== Section du document

M. le président. L’amendement n° 356, présenté par MM. Dossus, Dantec, Fernique, Labbé, Salmon et les membres du groupe Écologiste – Solidarité et Territoires, est ainsi libellé :

Rédiger ainsi cet article :

La sous-section 5 de la section 2 du chapitre Ier du titre VIII du livre V du code de l’environnement est complétée par un article L. 581-… ainsi rédigé :

« Art. L. 581-…. – À compter du 1er janvier 2023, la distribution à domicile d’imprimés en plastique, en papier ou cartonnés à visée commerciale non adressés, lorsque l’autorisation de les recevoir ne fait pas l’objet d’une mention expresse et visible sur la boîte aux lettres ou le réceptacle du courrier, est interdite. Le non-respect de cette interdiction est passible d’une amende dont le montant est fixé par un décret en Conseil d’État. »

La parole est à M. Thomas Dossus.

M. Thomas Dossus. Dans sa version initiale, cet article prévoyait une expérimentation du Oui Pub dans les territoires. Avec ce dispositif, la logique du Stop Pub, actuellement en vigueur, est inversée. Ainsi, seules les personnes ayant indiqué leur consentement sur leur boîte aux lettres à l’aide d’un petit autocollant pourraient recevoir de la publicité.

Nous jugions cette version initiale assez timorée, mais la commission a encore réduit la portée. Désormais, l’article 9 se borne à confier à l’Ademe la réalisation d’un rapport, attendu dans un an et demi, visant à évaluer la possibilité de prévoir des sanctions pour le cas où la filière des imprimés papier ne respecterait pas les objectifs de réduction des déchets.

Il paraît assez étonnant que le Sénat se contente d’une demande de rapport. Cette timidité soudaine est d’autant plus surprenante que l’article initial proposait une expérimentation pour les collectivités volontaires uniquement. Le Sénat qui retire un droit d’expérimentation aux collectivités, ce n’est pas banal ! On s’éloigne de l’écologie de l’intelligence territoriale chère à Mme la rapporteure.

====
== Extrait des données

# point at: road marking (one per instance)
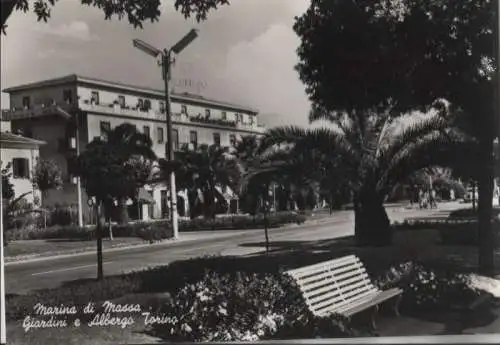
(68, 269)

====

* **Consignes de l'exercice**: Renvoie mot pour mot le passage de la section du document qui commence par les mots contenant « M. Thomas Dossus. Dans » et se termine par « réduction des déchets. ».

* **Réponse**:
M. Thomas Dossus. Dans sa version initiale, cet article prévoyait une expérimentation du Oui Pub dans les territoires. Avec ce dispositif, la logique du Stop Pub, actuellement en vigueur, est inversée. Ainsi, seules les personnes ayant indiqué leur consentement sur leur boîte aux lettres à l’aide d’un petit autocollant pourraient recevoir de la publicité.

Nous jugions cette version initiale assez timorée, mais la commission a encore réduit la portée. Désormais, l’article 9 se borne à confier à l’Ademe la réalisation d’un rapport, attendu dans un an et demi, visant à évaluer la possibilité de prévoir des sanctions pour le cas où la filière des imprimés papier ne respecterait pas les objectifs de réduction des déchets.